** Extracto de página **
Jean-François Revel (1924-2006) no se apellidaba Revel, sino Ricard. Y, más que un periodista y escritor valiente, que sin duda lo fue, podríamos definirlo como un destructor del salón de los espejos. No tanto por la vocación rebelde que le acompañase en los años de su juventud –después de militar en la resistencia al nazismo, en contra de la voluntad de un progenitor alineado con el gobierno filofascista de Vichy– como por su costumbre de evitar las calamidades de los espejismos políticos de su tiempo y de su generación, capaz de despreciar la vida ajena por una utopía comunal que termina prohibiendo la libertad individual.

** Datos recopilados **
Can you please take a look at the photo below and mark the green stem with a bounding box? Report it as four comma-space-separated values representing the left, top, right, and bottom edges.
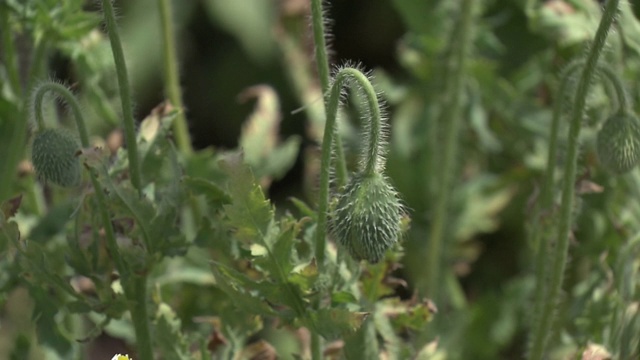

** Tareas **
A – Según el extracto de página, ¿cuál era el verdadero apellido de Jean-François Revel?
B – Traduzca al inglés esta oración del extracto de página: "Y, más que un periodista y escritor valiente, que sin duda lo fue, podríamos definirlo como un destructor del salón de los espejos."

** Respuestas **
A – Ricard.

B – And, more than a brave journalist and writer, which he undoubtedly was, we could define him as a destroyer of the hall of mirrors.